- Requirement:
Copy every entry precisely.

#####

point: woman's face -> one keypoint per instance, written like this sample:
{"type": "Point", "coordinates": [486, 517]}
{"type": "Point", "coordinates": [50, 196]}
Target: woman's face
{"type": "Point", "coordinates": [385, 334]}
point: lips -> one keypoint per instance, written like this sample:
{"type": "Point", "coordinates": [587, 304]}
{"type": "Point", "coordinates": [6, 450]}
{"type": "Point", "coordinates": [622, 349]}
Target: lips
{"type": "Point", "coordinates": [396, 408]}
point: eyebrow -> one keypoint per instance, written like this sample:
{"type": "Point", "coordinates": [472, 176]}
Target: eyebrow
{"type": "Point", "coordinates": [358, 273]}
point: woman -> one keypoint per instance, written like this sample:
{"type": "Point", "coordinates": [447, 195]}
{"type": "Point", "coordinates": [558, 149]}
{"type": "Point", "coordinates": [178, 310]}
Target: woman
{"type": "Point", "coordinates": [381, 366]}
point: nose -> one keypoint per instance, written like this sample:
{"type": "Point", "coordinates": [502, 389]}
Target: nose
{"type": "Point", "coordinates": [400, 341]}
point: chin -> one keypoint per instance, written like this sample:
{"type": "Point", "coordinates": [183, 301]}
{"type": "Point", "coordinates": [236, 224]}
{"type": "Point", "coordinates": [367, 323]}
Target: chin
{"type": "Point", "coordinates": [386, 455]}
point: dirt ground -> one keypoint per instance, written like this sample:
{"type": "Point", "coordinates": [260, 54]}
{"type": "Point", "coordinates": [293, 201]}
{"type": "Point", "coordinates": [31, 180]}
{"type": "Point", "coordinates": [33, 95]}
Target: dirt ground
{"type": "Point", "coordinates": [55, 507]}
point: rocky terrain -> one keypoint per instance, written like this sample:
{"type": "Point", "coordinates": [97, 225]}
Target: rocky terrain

#####

- Written response:
point: woman's face -> one keypoint per instance, written like this sample:
{"type": "Point", "coordinates": [486, 517]}
{"type": "Point", "coordinates": [50, 196]}
Target: woman's face
{"type": "Point", "coordinates": [385, 334]}
point: lips -> one keypoint per instance, written like this sample:
{"type": "Point", "coordinates": [587, 304]}
{"type": "Point", "coordinates": [6, 450]}
{"type": "Point", "coordinates": [622, 349]}
Target: lips
{"type": "Point", "coordinates": [396, 408]}
point: eyebrow -> one keypoint per instance, written like this sample:
{"type": "Point", "coordinates": [472, 176]}
Target: eyebrow
{"type": "Point", "coordinates": [358, 273]}
point: woman -> one keypoint per instance, written like this sample:
{"type": "Point", "coordinates": [447, 195]}
{"type": "Point", "coordinates": [558, 149]}
{"type": "Point", "coordinates": [178, 310]}
Target: woman
{"type": "Point", "coordinates": [381, 366]}
point: nose -> one keypoint per instance, written like this sample:
{"type": "Point", "coordinates": [502, 389]}
Target: nose
{"type": "Point", "coordinates": [400, 341]}
point: chin -> one keypoint per instance, written like this sample:
{"type": "Point", "coordinates": [183, 301]}
{"type": "Point", "coordinates": [236, 224]}
{"type": "Point", "coordinates": [367, 323]}
Target: chin
{"type": "Point", "coordinates": [386, 455]}
point: dirt ground -> one keypoint per instance, written like this sample:
{"type": "Point", "coordinates": [260, 54]}
{"type": "Point", "coordinates": [293, 201]}
{"type": "Point", "coordinates": [31, 180]}
{"type": "Point", "coordinates": [33, 95]}
Target: dirt ground
{"type": "Point", "coordinates": [55, 507]}
point: rocky terrain -> one keypoint per instance, written like this sample:
{"type": "Point", "coordinates": [97, 225]}
Target: rocky terrain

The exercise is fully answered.